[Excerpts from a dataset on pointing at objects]
= = =
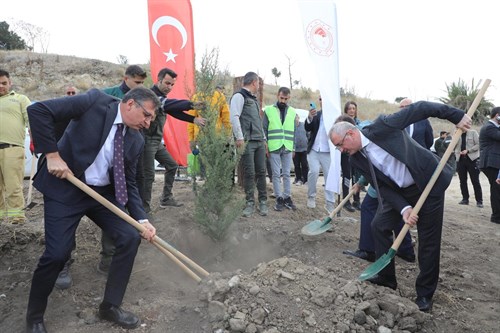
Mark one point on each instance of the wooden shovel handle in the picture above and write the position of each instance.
(157, 241)
(441, 165)
(32, 174)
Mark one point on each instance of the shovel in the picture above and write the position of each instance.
(385, 259)
(29, 203)
(317, 227)
(163, 246)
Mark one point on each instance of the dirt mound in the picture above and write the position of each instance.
(285, 295)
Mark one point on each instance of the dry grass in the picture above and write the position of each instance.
(42, 76)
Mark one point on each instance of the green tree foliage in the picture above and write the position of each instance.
(461, 95)
(9, 40)
(217, 203)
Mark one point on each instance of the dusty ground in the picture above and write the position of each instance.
(281, 280)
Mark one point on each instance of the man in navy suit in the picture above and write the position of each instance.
(86, 151)
(489, 162)
(402, 169)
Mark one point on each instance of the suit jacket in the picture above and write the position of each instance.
(489, 146)
(91, 118)
(471, 144)
(388, 132)
(422, 133)
(312, 127)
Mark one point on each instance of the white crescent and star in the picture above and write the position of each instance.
(172, 21)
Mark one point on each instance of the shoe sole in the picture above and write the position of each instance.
(131, 326)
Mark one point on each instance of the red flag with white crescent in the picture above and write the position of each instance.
(172, 45)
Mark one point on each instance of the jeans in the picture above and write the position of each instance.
(155, 150)
(253, 161)
(281, 163)
(316, 161)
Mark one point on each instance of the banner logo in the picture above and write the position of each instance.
(319, 37)
(168, 20)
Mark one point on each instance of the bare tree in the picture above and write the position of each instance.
(32, 34)
(276, 74)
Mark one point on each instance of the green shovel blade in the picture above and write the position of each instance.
(317, 227)
(378, 265)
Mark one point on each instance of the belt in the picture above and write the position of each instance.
(7, 145)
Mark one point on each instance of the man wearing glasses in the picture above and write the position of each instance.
(401, 169)
(106, 124)
(134, 76)
(154, 148)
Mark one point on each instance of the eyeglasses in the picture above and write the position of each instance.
(339, 145)
(146, 113)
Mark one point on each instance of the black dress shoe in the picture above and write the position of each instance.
(406, 257)
(361, 254)
(36, 328)
(382, 281)
(118, 316)
(493, 220)
(349, 207)
(424, 303)
(356, 205)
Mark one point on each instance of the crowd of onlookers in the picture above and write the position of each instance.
(111, 138)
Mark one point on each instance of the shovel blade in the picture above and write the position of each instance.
(317, 227)
(378, 265)
(31, 205)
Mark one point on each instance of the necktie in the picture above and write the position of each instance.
(374, 176)
(118, 168)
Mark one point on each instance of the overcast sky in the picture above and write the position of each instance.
(387, 48)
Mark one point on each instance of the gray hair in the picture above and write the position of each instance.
(340, 128)
(141, 94)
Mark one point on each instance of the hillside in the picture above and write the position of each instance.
(40, 76)
(266, 276)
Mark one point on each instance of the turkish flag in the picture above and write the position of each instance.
(172, 45)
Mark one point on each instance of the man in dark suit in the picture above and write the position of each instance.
(421, 132)
(489, 160)
(402, 170)
(86, 150)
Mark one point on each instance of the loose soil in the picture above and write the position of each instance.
(265, 277)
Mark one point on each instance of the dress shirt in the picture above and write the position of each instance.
(320, 144)
(97, 174)
(235, 109)
(388, 165)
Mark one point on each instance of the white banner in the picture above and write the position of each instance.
(319, 19)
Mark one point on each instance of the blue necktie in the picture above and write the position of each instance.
(118, 168)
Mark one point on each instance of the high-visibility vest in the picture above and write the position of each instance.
(280, 134)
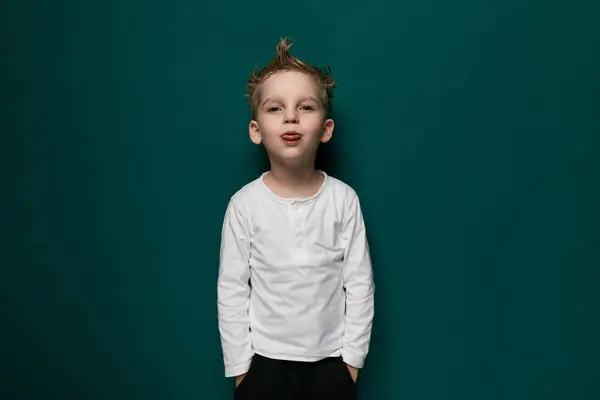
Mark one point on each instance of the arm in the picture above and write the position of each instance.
(233, 292)
(358, 282)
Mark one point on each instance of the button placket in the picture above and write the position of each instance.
(297, 222)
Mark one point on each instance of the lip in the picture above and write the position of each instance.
(290, 133)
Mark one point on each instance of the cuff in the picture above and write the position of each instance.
(238, 369)
(352, 359)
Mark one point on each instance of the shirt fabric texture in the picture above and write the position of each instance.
(295, 277)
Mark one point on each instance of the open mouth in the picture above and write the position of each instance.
(291, 137)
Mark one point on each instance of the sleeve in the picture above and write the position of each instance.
(233, 292)
(360, 288)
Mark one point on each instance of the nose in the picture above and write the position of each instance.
(290, 117)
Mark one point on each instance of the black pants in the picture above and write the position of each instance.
(269, 379)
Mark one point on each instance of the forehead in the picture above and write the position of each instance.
(289, 83)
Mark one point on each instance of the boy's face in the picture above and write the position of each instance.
(290, 118)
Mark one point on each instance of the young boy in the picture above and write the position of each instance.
(295, 287)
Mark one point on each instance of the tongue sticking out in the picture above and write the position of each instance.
(291, 137)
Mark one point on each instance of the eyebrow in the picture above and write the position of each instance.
(303, 99)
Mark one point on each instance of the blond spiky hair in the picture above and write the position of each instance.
(284, 61)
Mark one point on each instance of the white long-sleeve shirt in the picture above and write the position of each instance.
(295, 277)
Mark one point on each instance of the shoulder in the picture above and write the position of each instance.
(342, 192)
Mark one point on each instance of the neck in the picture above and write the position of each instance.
(294, 181)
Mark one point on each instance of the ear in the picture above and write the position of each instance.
(327, 130)
(254, 130)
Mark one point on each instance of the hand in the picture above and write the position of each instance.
(353, 372)
(239, 379)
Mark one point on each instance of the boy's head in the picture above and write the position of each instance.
(291, 106)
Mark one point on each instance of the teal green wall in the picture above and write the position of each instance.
(469, 129)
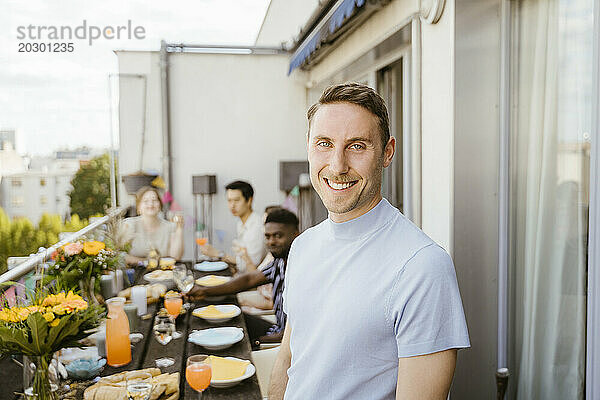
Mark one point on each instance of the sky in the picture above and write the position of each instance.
(61, 100)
= = =
# [What you will do]
Copy out every line above word for word, leaving out the pictures.

# [Result of this task]
Mark one point on each instance of the wooden shovel handle in the picture above and write the position of each instance.
(157, 241)
(441, 165)
(32, 174)
Mark one point on each instance of the shovel in the picture above and write the position of each instance.
(385, 259)
(29, 203)
(317, 227)
(163, 246)
Mark one point on each instance of the dirt mound in the picture above and write the position of each instance.
(285, 295)
Mark one point on each instance of the dry grass in the picture above and write the position of each instance.
(42, 76)
Mark one point on each instance of the green tree foliage in the picture above and write the position of each instance.
(461, 95)
(9, 40)
(217, 203)
Mark one point on each instance of the dusty ground in the picture above and write the position of each instance.
(281, 280)
Mark one point on each instance of the man in navy suit in the picture above and write the position of each instance.
(86, 151)
(489, 162)
(402, 169)
Mark one point on each instance of the suit jacket in the picture above and write the position of each instance.
(489, 146)
(91, 118)
(471, 144)
(388, 132)
(422, 133)
(312, 127)
Mark one point on each instance of the white crescent and star in the picture above and write the position of each instance.
(172, 21)
Mark one point on each instance of the shoe sole in the picture above and write the position of each instance.
(131, 326)
Mark one point on each instance of the red flag with white crescent in the picture above and write the position of each instance.
(172, 45)
Mark one point on each instance of the jeans in the picture above and write the position of each instance.
(155, 150)
(253, 161)
(281, 163)
(316, 161)
Mark one point on each instance of the banner logo in the picture above and write the position of each instance.
(319, 37)
(168, 20)
Mark one point on each instance of the bare tree in the picture above and write the position of each instance.
(32, 34)
(276, 74)
Mark one point on each instance of the green shovel blade in the picture above and write the position of each instance.
(317, 227)
(378, 265)
Mark one point on each instance of the belt in the picture above and write the position of each instance.
(7, 145)
Mark one point on each instance of the man wearing glasses in the picture above and write the position of each instance.
(401, 169)
(106, 124)
(134, 76)
(154, 148)
Mark one point on each instance of the eyeglasses in the picture above and write the position of each instance.
(339, 145)
(146, 113)
Mark one point on each instance of the black dress shoe in the picture above and write the position of each instance.
(406, 257)
(361, 254)
(36, 328)
(382, 281)
(118, 316)
(493, 220)
(349, 207)
(424, 303)
(356, 205)
Mark one point on each instance of the crowd of onlookers in the picture above and write the position of each instance.
(111, 138)
Mark one point on each instance of the shovel blade in the picture above and write the position of each instance.
(317, 227)
(378, 265)
(31, 205)
Mark one point on each instance of the necktie in the picture above and write the position of each instance.
(374, 176)
(118, 168)
Mark one point on each instance of the overcast sky in the picture above and write the position of each instance.
(387, 48)
Mark one point on each instance of the gray hair in the picture above and write the position of each instance.
(340, 128)
(141, 94)
Mark one point on each instance of the hillside in the picture above and write the position of each instance.
(40, 76)
(266, 276)
Mark one point on each instance of the turkish flag in the picture above and write the position of each instance.
(172, 45)
Mark one point on each instance of the man in dark suit in the picture above and write the position of each instance.
(421, 132)
(489, 160)
(402, 170)
(86, 150)
Mark one point on each instance of the loose soil in the picture above and write the position of each instance.
(265, 277)
Mark one point on each instance of the dress shirt in the picture above and write the position of each instance.
(320, 144)
(97, 174)
(235, 109)
(388, 165)
Mark one point on each instance of the white banner in the picture above and write the position of each instance.
(319, 19)
Mark one point on each instance of the blue necktie in the picture above and write the position of each instance.
(118, 168)
Mark one point on each instance of the high-visibility vest in the picture above and write the position of each instance.
(280, 134)
Mark one point on each instance of the arm in the picture above and write the position of each instance.
(233, 292)
(358, 282)
Mark one point on each instance of the button placket in the picture above and write the position of each instance.
(297, 222)
Mark one point on each instance of the lip in the picture above and write the position of each instance.
(290, 133)
Mark one point on each instance of the cuff in the picture above and write the position of each instance.
(238, 369)
(352, 359)
Mark one point on each instance of the shirt fabric texture in the picture above and write the position of each instance.
(295, 277)
Mark one point on each instance of the open mouth in the picture above and write the position of each instance.
(291, 137)
Mark one point on each instance of the sleeve in the picture above and write the position of each instance.
(233, 292)
(360, 288)
Mark one point on each instance of the nose in the picture above and write the position of each instance.
(290, 117)
Mark one point on each instance of the black pants in the picture above and write the position of each instance.
(269, 379)
Mark one point on each instance of the forehead in the picture above and write the position of each instance.
(289, 83)
Mark one point on each instance of the boy's face in the picture above and write the position of each instance.
(290, 118)
Mark one point on each instance of the young boy in the picture above and write the position of each instance.
(295, 287)
Mark one point on each instance of the tongue sticking out in the picture above and write the position of each instance.
(291, 137)
Mark one point on each instance of the eyebrow in the picture above and write the position of each instance.
(303, 99)
Mark one point on each instance of the blond spiky hair in the picture above and write the position of each instance.
(284, 61)
Mark one point on each instance of the white long-sleeve shirt in the picture above and write the position of each instance.
(295, 277)
Mark one point on each instance of the shoulder in the picture above and write the position of each instance.
(342, 192)
Mark one point on each instance of the neck in the picture above and write the position of each instance.
(294, 181)
Mark one point on each instance of the ear in the picture above and write the position of each instance.
(327, 130)
(254, 130)
Mark one point on each instance of the hand in the picture above and write the position of each instance.
(353, 372)
(239, 379)
Mark one point on each instance of the boy's head in the picture above and write the position of each instance.
(291, 106)
Mark one point on each instance of the teal green wall in the picture above and write the position of each instance.
(469, 129)
Mark one point on each instance of the sky in the picture above and write the position of each instance.
(61, 100)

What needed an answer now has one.